■ Work to be completed ■
What do the lines say from the one containing "# indicate every" to the end of the records? Restate them word for word, and only those.

=== Study material ===

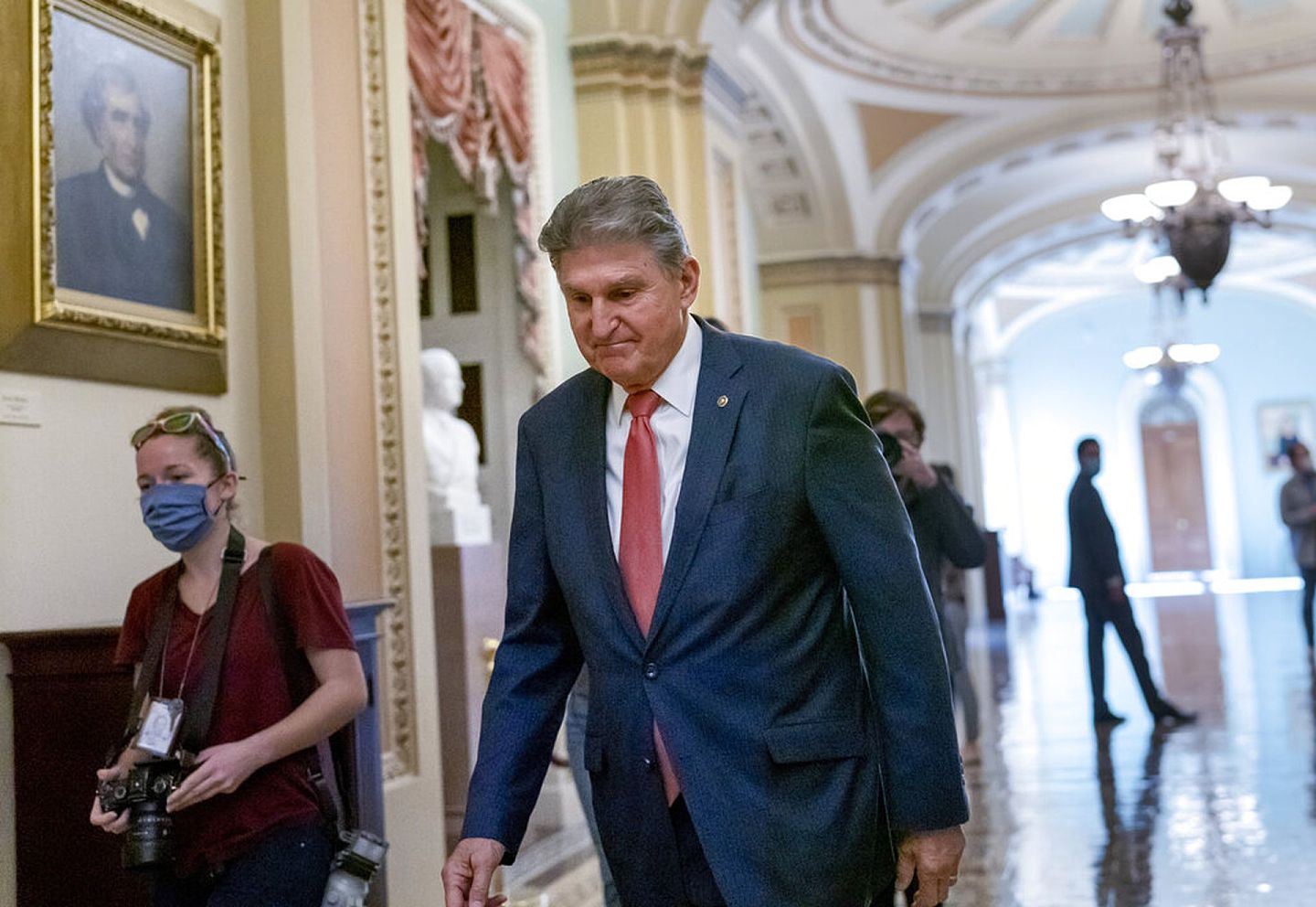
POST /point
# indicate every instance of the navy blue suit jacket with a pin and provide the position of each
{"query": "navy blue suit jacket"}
(794, 662)
(1094, 551)
(99, 251)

===

■ Your solution ■
# indicate every instance of the navy blue suit jacket with a pin and provide the position of each
{"query": "navy blue suit jacket"}
(794, 662)
(1094, 551)
(99, 251)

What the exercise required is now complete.